=== EXTRAIT DU TEXTE ===
Partout en France et quel que soit le type d’établissement, on peine à recruter du personnel en salle et en cuisine. Est-ce que c’est également le cas pour vous ?

Le personnel est très dur à trouver. Il est très exigeant et pas forcément formé. Le recrutement est vraiment très compliqué. Beaucoup de gens ont de grandes bouches, sont forts sur le papier, ou se disent comme tel, mais il n’y a plus personne quand on les met au travail. Après, je comprends la situation. J’ai commencé la cuisine en 1984 et ce n’était vraiment pas évident. Il y avait beaucoup de violences et d’abus à l’époque, les salaires étaient maigres. On était là uniquement par passion. Je comprends que les gens ne veulent plus de ça, mais il n’empêche que c’est trop. Il y a plus de laxisme et moins de professionnalisme. Je suis positif par nature, mais ça me rend triste. C’est une situation intenable pour moi qui ai une centaine d’employés.

“La cuisine, ça ne peut pas être que des brimades, de la violence et des insultes. Et pourtant, ça a été le cas pendant des années”

C’est le cas dans vos établissements étoilés, mais également dans votre brasserie ou votre nouvelle boulangerie-boucherie ?

C’est uniforme dans la galère, oui. Pour ma boulangerie-boucherie, c’est simple, j’étais prêt depuis des mois, mais je cherche encore du personnel. Je ne trouve pas. Les gens ne sont pas prêts à travailler le week-end alors que c’est, par nature, nos jours les plus forts. Tout le monde veut faire 42 heures et toucher un salaire que je ne peux absolument pas leur offrir. Je suis évidemment prêt à faire des efforts, mais je ne peux pas fonctionner ainsi.
=== LIGNES FOURNIES ===
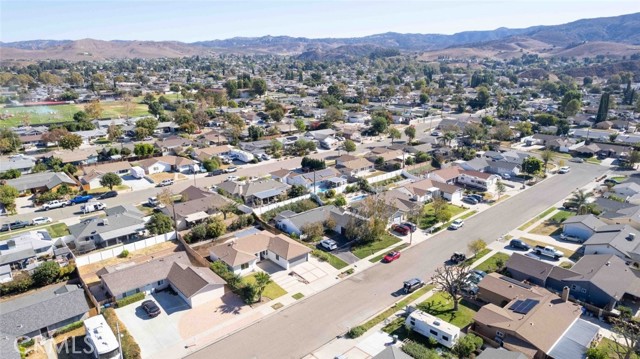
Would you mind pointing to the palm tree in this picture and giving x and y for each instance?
(262, 280)
(580, 201)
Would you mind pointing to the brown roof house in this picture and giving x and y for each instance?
(196, 206)
(531, 320)
(242, 255)
(195, 285)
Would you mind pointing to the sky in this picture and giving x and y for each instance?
(199, 20)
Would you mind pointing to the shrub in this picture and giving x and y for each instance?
(130, 299)
(356, 332)
(68, 328)
(130, 349)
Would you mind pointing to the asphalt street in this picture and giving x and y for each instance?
(310, 323)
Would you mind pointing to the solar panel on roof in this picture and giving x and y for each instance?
(524, 306)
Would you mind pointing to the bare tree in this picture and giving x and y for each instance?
(450, 279)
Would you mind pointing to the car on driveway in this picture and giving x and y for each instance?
(400, 229)
(457, 224)
(151, 308)
(391, 256)
(109, 194)
(41, 220)
(412, 227)
(519, 244)
(329, 244)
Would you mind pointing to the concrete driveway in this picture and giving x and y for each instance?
(155, 334)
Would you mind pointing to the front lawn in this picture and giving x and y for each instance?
(441, 306)
(427, 218)
(494, 263)
(272, 291)
(363, 250)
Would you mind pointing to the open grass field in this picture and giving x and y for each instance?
(272, 291)
(38, 115)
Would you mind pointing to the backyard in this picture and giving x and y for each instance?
(363, 250)
(272, 291)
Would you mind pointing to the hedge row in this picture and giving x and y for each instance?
(130, 299)
(129, 347)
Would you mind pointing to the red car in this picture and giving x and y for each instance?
(391, 256)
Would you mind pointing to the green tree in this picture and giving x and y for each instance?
(110, 180)
(46, 273)
(349, 146)
(8, 195)
(466, 346)
(216, 227)
(580, 201)
(410, 132)
(143, 150)
(263, 279)
(159, 223)
(532, 165)
(299, 125)
(70, 141)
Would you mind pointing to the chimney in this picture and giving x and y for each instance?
(565, 294)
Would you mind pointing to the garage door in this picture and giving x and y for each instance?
(298, 260)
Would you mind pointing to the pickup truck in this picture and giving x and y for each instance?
(92, 207)
(81, 199)
(55, 204)
(548, 251)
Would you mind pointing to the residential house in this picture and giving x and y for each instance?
(257, 193)
(195, 285)
(531, 320)
(173, 145)
(42, 182)
(242, 255)
(122, 223)
(293, 223)
(356, 168)
(196, 206)
(22, 251)
(92, 175)
(39, 314)
(168, 164)
(320, 179)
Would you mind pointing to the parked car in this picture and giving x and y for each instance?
(391, 256)
(55, 204)
(81, 199)
(41, 220)
(457, 224)
(151, 308)
(411, 285)
(400, 229)
(329, 244)
(412, 227)
(458, 257)
(519, 244)
(167, 182)
(109, 194)
(14, 225)
(470, 200)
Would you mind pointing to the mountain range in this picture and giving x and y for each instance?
(619, 35)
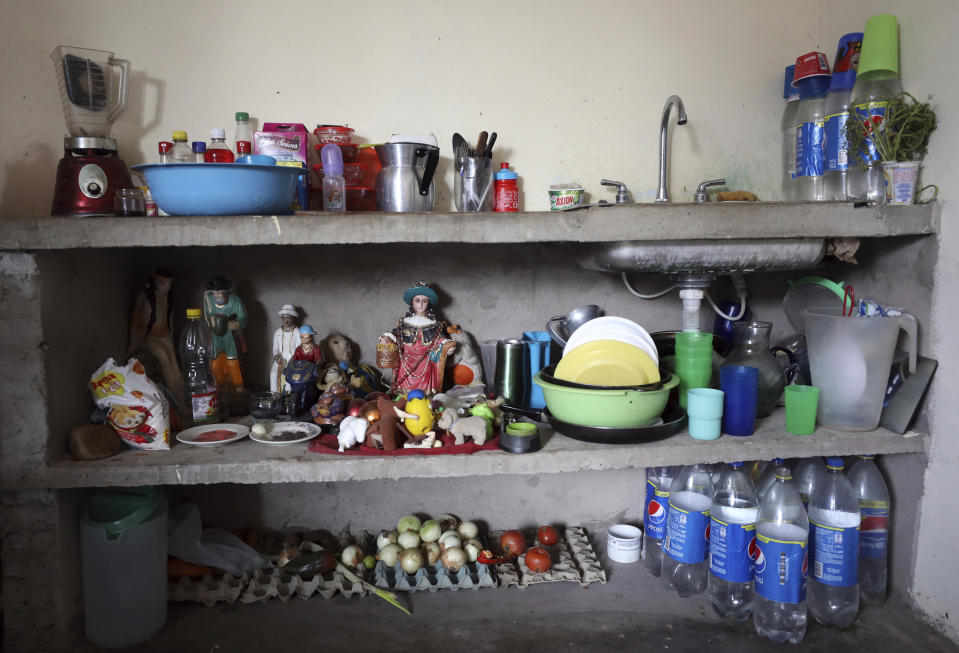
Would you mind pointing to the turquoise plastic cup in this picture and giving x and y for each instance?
(705, 411)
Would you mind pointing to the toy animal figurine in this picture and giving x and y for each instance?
(352, 432)
(460, 427)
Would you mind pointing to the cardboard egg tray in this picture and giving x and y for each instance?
(573, 560)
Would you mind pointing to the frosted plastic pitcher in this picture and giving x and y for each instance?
(850, 359)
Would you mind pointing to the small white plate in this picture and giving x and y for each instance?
(198, 435)
(283, 433)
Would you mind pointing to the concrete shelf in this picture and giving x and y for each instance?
(649, 222)
(249, 462)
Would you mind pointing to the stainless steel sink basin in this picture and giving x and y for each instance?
(720, 256)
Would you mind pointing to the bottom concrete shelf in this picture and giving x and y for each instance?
(249, 462)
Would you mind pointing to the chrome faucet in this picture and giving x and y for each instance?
(662, 195)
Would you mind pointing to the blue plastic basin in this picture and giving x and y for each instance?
(221, 188)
===
ÉNONCÉ. Prolongez l'entretien sur les difficultés de recrutement en restauration en reprenant après sa dernière phrase.

CORRIGÉ.
Comprenez-vous toutefois le changement de paradigme dans la nouvelle génération de cuisiniers qui ne veulent pas subir les abus et les manquements de la profession qu’ont essuyés et enduré leurs aînés pendant des décennies ?

Les jeunes ne veulent plus de ce modèle et je peux le comprendre. Il y a eu trop d’abus. Un tas de grands chefs, aujourd’hui proches de la retraite, font leurs discours sur la parité, les 35 heures, le bien-être… Mais qui ont-ils fait trimer pendant trente ans pour devenir millionnaires ? Combien de cuisiniers ont-ils dégoûté du métier ? Combien ne remettront plus jamais un pied en cuisine à cause de ces abus ? La cuisine, ça ne peut pas être que des brimades, de la violence et des insultes. Pourtant, ça a été le cas pendant des années et tout le monde s’est tu. De nombreux chefs aujourd’hui flippent car ils ont des casseroles. Mais personne ne dira rien, car ils sont intouchables.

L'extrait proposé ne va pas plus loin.